[start DATASET RECORDS]

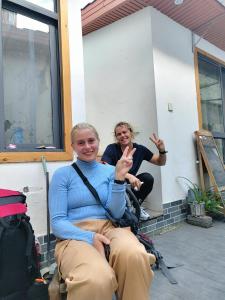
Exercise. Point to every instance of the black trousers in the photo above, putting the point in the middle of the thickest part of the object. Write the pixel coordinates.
(146, 187)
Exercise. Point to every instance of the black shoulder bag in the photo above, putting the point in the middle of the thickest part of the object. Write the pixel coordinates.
(129, 219)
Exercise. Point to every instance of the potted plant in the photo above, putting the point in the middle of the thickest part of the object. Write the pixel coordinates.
(201, 201)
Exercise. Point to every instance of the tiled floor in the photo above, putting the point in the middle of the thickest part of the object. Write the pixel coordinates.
(202, 253)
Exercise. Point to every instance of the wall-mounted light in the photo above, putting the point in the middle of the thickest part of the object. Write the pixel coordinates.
(178, 2)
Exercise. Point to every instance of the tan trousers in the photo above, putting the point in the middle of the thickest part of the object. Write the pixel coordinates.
(90, 277)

[end DATASET RECORDS]

▶ TASK TO CARRY OUT:
Everything from the line containing "Exercise. Point to every instance of the black shoulder" to the last line of the entries above should be quoted exactly, and only that.

▶ WRITTEN ANSWER:
Exercise. Point to every instance of the black shoulder bag in the photo above, putting the point in the middle of the thickest part of the object. Write the pixel coordinates.
(129, 219)
Exercise. Point to every instance of the potted plant in the photo above, putting the point in the middle of the thickest part of the object. Write the pixel coordinates.
(201, 201)
Exercise. Point to every instance of the tiled floor in the photo above, putting the point in the middle of the thickest part of the object. Write the pixel coordinates.
(202, 253)
Exercise. Point to every instance of the wall-mounted light in the photo above, putting the point in the middle of the thickest part of the object. Write the pixel coordinates.
(178, 2)
Exercise. Point to every instance of the tan trousers in the photo above, putting the point in the middle of the thickest part of the object. Write the pixel coordinates.
(90, 277)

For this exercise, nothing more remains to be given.